-- start SELECTION --
GitHub - RobinU434/SlurmTop

A terminal UI for monitoring Slurm HPC jobs — like htop for your cluster.

SlurmTop gives you a live overview of your running and past jobs, lets you read stdout/stderr logs, inspect resource usage, monitor CPU and GPU activity on compute nodes, cancel or resubmit jobs, and more — all from a single terminal.

+-----------------------+------------------------------------------------+
| Active Jobs           | Job Details  [stdout] [stderr] [cpu] [gpu]     |
|  2465501  train  0:42 |  Epoch 12/100, loss=0.0342                     |
|  2465499  eval   1:15 |  Epoch 13/100, loss=0.0318                     |
|  2465485  vs     3:22 |  ...                                           |
+-----------------------+                                                |
| Terminated Jobs       +------------------------------------------------+
|  2465400  prep  COMP  | Job Metadata [Resources] [Submission] [Raw]    |
|  2465312  sweep FAIL  |  Partition: gpu    Nodes: 1   CPUs: 8          |
|  2465301  test  COMP  |  GPU: gres/gpu:rtx2080ti=1   Memory: 40G      |
+-----------------------+------------------------------------------------+

Installation

Requires Python 3.10+ and access to Slurm CLI tools (squeue, sacct, scontrol).
-- end SELECTION --
**SET PROBLEM:**
Answer these questions from the SlurmTop description:
1. Which existing tool is SlurmTop likened to?
2. Which tabs are listed in the Job Details panel of the sample layout?
3. What version of Python does SlurmTop require?
These lines were taken from a different source than the text.
-- start PROVIDED RECORDS --
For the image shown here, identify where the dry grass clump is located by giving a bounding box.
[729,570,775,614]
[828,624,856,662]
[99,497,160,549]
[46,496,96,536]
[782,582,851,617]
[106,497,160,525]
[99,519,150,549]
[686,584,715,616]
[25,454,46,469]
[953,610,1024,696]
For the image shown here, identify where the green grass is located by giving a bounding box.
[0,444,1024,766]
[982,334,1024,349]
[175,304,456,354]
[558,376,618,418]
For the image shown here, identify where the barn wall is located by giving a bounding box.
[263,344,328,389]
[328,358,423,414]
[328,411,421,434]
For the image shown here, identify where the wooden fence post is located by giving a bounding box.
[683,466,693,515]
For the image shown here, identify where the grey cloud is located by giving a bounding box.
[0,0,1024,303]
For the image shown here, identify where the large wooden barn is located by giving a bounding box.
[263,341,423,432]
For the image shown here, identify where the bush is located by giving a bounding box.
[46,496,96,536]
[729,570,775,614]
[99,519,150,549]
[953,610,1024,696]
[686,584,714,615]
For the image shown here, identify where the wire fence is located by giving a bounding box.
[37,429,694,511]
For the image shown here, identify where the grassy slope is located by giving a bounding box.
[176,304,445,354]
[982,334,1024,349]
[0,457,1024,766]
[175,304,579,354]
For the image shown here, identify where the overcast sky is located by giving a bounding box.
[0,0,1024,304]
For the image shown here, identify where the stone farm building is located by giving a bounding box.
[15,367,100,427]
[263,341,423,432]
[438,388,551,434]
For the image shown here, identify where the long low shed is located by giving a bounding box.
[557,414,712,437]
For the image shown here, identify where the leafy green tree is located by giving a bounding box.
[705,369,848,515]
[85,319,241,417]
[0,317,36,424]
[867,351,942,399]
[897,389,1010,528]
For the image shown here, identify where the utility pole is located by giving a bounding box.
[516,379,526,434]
-- end PROVIDED RECORDS --
**RESPONSE:**
1. It is likened to htop, as "htop for your cluster."
2. The tabs are stdout, stderr, cpu, and gpu.
3. It requires Python 3.10 or later.